[Start of TEXT TO READ]

It is anticipated that the Company will not be able to diversify, but will essentially be limited to one such venture because of the Company's limited financing. This lack of diversification will not permit the Company to offset potential losses from one business opportunity against profits from another, and should be considered an adverse factor affecting any decision to purchase the Company's securities.


It is emphasized that management of the Company may effect transactions having a potentially adverse impact upon the Company's shareholders pursuant to the authority and discretion of the Company's management to complete acquisitions without submitting any proposal to the stockholders for their consideration.


Holders of the Company's securities should not anticipate that the Company necessarily will furnish such holders, prior to any merger or acquisition, with financial statements, or any other documentation, concerning a target company or its business. In some instances, however, the proposed participation in a business opportunity may be submitted to the stockholders for their consideration, either voluntarily by such directors to seek the stockholders' advice and consent or because state law so requires.

[End of TEXT TO READ]
[Start of RECORD SET]

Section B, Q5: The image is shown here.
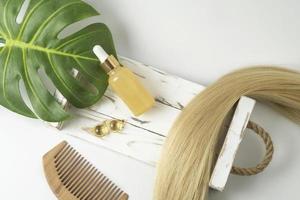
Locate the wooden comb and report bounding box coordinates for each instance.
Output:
[43,141,128,200]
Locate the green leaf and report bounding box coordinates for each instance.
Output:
[0,0,116,122]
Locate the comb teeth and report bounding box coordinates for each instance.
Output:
[44,142,128,200]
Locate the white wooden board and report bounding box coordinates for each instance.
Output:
[54,57,204,166]
[51,57,255,191]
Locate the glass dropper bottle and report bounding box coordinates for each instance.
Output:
[93,45,155,116]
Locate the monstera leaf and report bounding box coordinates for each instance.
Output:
[0,0,115,122]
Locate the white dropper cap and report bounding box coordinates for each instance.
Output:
[93,45,108,63]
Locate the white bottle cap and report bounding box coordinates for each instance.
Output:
[93,45,108,63]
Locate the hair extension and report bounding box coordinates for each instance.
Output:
[154,66,300,200]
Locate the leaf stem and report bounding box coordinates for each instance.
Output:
[6,40,98,62]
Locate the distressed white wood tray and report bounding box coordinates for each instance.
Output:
[52,57,204,166]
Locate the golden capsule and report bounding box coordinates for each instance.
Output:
[94,123,110,137]
[109,120,125,132]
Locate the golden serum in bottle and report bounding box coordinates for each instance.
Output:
[93,45,155,116]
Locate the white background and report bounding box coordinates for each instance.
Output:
[0,0,300,200]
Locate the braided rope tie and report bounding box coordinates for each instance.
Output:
[231,121,274,176]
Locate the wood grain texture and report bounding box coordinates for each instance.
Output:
[43,142,128,200]
[55,57,204,166]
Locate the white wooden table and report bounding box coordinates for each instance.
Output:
[0,0,300,200]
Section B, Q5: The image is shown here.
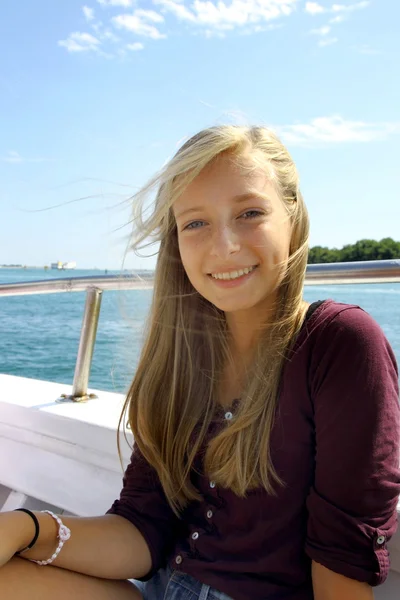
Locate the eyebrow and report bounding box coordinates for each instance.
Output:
[175,192,271,219]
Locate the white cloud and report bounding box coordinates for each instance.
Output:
[0,150,51,164]
[154,0,298,30]
[310,25,331,37]
[276,115,400,147]
[126,42,144,52]
[354,44,382,56]
[305,2,326,15]
[318,38,339,48]
[97,0,133,8]
[58,31,101,52]
[329,15,346,25]
[331,0,371,12]
[82,6,94,21]
[135,8,164,23]
[112,10,167,40]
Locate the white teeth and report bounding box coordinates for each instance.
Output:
[211,267,255,279]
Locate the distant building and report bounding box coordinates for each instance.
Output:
[51,260,76,271]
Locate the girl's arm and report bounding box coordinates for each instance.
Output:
[305,305,400,588]
[0,511,151,579]
[312,561,374,600]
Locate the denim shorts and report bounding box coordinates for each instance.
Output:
[133,566,232,600]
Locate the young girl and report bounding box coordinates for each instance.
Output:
[0,126,400,600]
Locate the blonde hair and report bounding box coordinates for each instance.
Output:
[120,125,309,515]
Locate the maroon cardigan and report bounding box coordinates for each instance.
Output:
[108,300,400,600]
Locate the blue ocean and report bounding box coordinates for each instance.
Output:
[0,268,400,393]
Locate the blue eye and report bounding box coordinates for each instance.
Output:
[183,221,204,230]
[242,210,263,220]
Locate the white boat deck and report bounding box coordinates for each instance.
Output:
[0,374,400,600]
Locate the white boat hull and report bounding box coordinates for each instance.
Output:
[0,374,400,600]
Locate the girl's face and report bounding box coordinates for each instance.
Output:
[173,155,291,313]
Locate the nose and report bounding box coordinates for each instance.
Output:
[211,225,240,260]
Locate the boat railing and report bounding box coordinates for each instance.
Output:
[0,259,400,402]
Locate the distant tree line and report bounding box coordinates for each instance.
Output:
[308,238,400,265]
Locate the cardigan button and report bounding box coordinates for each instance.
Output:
[376,535,386,546]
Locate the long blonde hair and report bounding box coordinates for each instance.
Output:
[120,125,309,515]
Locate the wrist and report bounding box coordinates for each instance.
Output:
[14,508,40,554]
[0,511,35,552]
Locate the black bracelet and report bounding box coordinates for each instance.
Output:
[15,508,40,555]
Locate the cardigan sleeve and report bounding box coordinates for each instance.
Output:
[305,306,400,586]
[107,445,180,581]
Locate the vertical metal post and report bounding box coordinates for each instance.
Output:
[69,288,103,402]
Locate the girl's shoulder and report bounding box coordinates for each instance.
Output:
[296,299,392,368]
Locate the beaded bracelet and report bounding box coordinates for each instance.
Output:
[28,510,71,567]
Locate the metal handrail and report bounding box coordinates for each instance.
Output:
[0,259,400,402]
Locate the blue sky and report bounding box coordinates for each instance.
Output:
[0,0,400,268]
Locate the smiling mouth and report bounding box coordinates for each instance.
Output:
[209,265,258,280]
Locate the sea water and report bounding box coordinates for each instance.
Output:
[0,268,400,394]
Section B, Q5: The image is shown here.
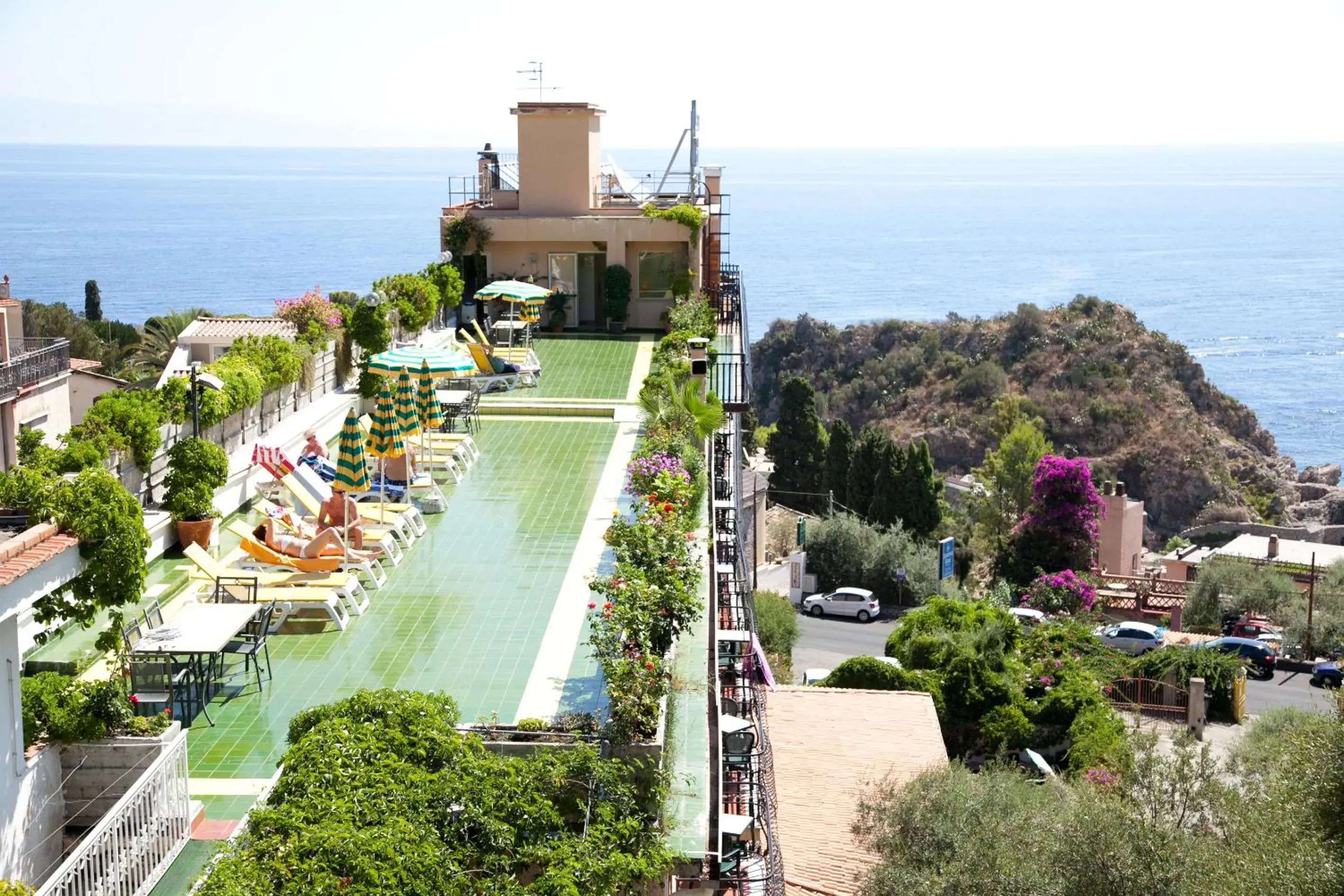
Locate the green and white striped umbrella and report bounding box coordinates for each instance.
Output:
[366,380,406,458]
[368,345,476,376]
[476,279,551,302]
[393,367,420,437]
[415,364,444,432]
[332,408,368,492]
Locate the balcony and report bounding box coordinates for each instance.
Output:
[0,338,70,399]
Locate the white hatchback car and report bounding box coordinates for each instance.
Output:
[802,588,882,622]
[1093,622,1167,657]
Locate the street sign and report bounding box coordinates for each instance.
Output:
[938,539,957,579]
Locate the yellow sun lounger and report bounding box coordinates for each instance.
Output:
[275,473,415,556]
[252,494,402,577]
[201,529,368,617]
[196,572,349,633]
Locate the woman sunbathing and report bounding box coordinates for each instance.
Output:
[253,519,376,560]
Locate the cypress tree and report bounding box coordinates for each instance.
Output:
[837,423,891,519]
[899,439,942,537]
[868,437,906,525]
[821,421,853,504]
[85,279,102,321]
[766,376,825,511]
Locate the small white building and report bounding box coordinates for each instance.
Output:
[159,317,297,385]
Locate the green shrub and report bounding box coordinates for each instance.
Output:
[980,704,1036,752]
[751,591,798,657]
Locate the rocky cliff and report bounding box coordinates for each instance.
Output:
[751,295,1327,535]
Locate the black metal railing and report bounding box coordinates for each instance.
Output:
[0,338,70,395]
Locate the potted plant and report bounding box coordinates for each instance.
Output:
[546,293,570,333]
[163,438,229,547]
[602,265,631,333]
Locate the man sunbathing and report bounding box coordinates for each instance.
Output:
[253,519,376,560]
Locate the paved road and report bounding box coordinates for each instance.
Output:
[793,617,1333,714]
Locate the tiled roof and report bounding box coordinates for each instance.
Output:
[0,522,79,585]
[766,688,948,896]
[177,317,297,343]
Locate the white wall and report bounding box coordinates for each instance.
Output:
[0,614,64,885]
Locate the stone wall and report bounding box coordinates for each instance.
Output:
[61,722,187,827]
[1180,522,1344,544]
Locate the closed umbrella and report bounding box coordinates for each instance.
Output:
[415,363,444,481]
[332,408,368,563]
[368,345,476,376]
[367,380,406,517]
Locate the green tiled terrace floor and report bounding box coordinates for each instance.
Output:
[527,336,640,399]
[188,419,615,778]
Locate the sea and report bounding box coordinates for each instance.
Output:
[0,145,1344,466]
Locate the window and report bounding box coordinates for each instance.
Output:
[640,253,676,298]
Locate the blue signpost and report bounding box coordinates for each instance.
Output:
[938,539,956,579]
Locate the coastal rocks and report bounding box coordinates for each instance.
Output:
[1297,464,1340,485]
[1297,482,1335,501]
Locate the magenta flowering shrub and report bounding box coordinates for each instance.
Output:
[625,453,692,504]
[997,454,1106,585]
[1017,569,1097,614]
[275,286,341,343]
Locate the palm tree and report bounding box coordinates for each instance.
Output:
[640,372,724,440]
[126,308,214,377]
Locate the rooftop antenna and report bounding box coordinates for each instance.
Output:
[517,59,559,102]
[653,100,700,200]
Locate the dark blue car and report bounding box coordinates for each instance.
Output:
[1312,659,1344,688]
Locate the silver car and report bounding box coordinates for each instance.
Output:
[1093,622,1167,657]
[802,588,882,622]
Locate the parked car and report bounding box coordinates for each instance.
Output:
[1093,622,1167,657]
[1203,638,1278,678]
[1312,659,1344,688]
[802,669,831,685]
[802,588,882,622]
[1008,607,1046,629]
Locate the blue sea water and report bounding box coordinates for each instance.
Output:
[0,145,1344,464]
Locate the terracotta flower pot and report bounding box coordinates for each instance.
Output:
[177,519,215,548]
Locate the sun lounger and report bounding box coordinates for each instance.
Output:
[472,320,542,374]
[196,574,349,633]
[359,414,481,467]
[183,540,368,615]
[260,486,404,572]
[210,529,387,617]
[290,466,424,547]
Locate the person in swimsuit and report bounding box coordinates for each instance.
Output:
[253,519,376,560]
[317,492,379,551]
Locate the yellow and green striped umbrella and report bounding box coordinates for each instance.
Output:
[415,363,444,432]
[367,380,406,458]
[332,408,368,492]
[395,367,420,437]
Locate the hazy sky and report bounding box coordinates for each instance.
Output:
[0,0,1344,146]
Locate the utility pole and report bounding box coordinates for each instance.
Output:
[1302,551,1316,659]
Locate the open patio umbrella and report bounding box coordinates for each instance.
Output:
[415,364,444,474]
[476,279,552,347]
[332,408,368,564]
[366,380,406,517]
[368,345,476,376]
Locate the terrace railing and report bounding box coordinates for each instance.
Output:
[0,338,70,396]
[37,736,191,896]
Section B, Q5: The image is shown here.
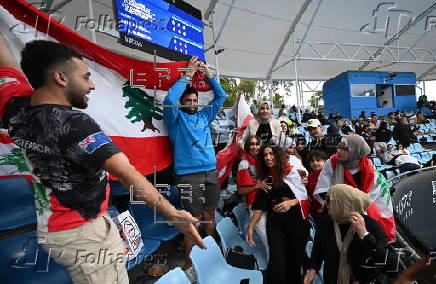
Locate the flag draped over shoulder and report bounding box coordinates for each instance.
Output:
[216,94,254,184]
[0,0,213,176]
[314,154,396,241]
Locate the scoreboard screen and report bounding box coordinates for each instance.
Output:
[114,0,205,61]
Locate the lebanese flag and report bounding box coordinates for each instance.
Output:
[216,93,254,185]
[0,0,213,178]
[0,133,32,183]
[313,154,396,241]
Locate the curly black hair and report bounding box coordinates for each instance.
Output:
[256,144,288,185]
[20,40,83,89]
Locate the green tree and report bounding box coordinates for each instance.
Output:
[309,91,322,108]
[237,79,256,101]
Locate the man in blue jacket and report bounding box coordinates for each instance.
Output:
[163,57,226,270]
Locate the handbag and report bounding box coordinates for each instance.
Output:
[226,246,259,270]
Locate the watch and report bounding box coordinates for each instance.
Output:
[359,231,369,240]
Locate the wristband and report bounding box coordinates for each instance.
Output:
[359,232,369,240]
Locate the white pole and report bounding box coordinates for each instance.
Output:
[210,10,220,82]
[88,0,98,43]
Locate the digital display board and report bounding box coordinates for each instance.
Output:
[114,0,205,60]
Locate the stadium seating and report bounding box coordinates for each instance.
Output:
[0,231,72,284]
[190,237,263,284]
[0,177,36,231]
[155,267,191,284]
[129,204,180,241]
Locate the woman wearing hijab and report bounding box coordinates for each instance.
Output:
[304,184,396,284]
[314,134,395,241]
[246,145,309,284]
[238,102,282,150]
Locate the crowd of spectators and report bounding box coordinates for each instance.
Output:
[215,102,436,283]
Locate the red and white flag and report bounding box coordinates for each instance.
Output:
[216,93,254,185]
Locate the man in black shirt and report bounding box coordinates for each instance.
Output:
[0,37,204,283]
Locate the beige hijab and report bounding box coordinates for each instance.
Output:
[329,184,371,284]
[333,134,371,184]
[257,102,272,124]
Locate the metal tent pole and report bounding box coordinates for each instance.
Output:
[292,34,301,123]
[88,0,97,43]
[210,11,220,82]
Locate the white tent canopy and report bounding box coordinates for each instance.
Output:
[24,0,436,80]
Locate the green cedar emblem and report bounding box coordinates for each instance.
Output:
[32,181,50,216]
[0,148,30,174]
[375,170,392,205]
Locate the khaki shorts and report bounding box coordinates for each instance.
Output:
[38,215,129,284]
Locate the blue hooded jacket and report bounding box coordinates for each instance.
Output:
[163,78,226,175]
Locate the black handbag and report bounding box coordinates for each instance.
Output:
[226,246,259,270]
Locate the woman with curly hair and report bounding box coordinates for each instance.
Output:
[246,144,309,283]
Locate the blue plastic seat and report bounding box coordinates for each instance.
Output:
[129,204,180,241]
[126,237,161,270]
[189,237,263,284]
[421,152,432,164]
[0,177,36,231]
[155,267,191,284]
[216,217,268,270]
[109,180,129,196]
[412,153,422,163]
[413,143,425,153]
[232,204,250,235]
[0,231,72,284]
[386,171,395,179]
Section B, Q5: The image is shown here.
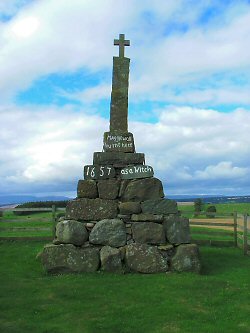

[End of RECORD SET]

## EXERCISE 1:
According to the disclosure text, why is the Company expected to be limited essentially to one venture?
## EXERCISE 2:
Reproduce word for word everything in the disclosure text from "It is emphasized" down to "for their consideration.".

## FULL RESPONSE 1:
Because of the Company's limited financing.

## FULL RESPONSE 2:
It is emphasized that management of the Company may effect transactions having a potentially adverse impact upon the Company's shareholders pursuant to the authority and discretion of the Company's management to complete acquisitions without submitting any proposal to the stockholders for their consideration.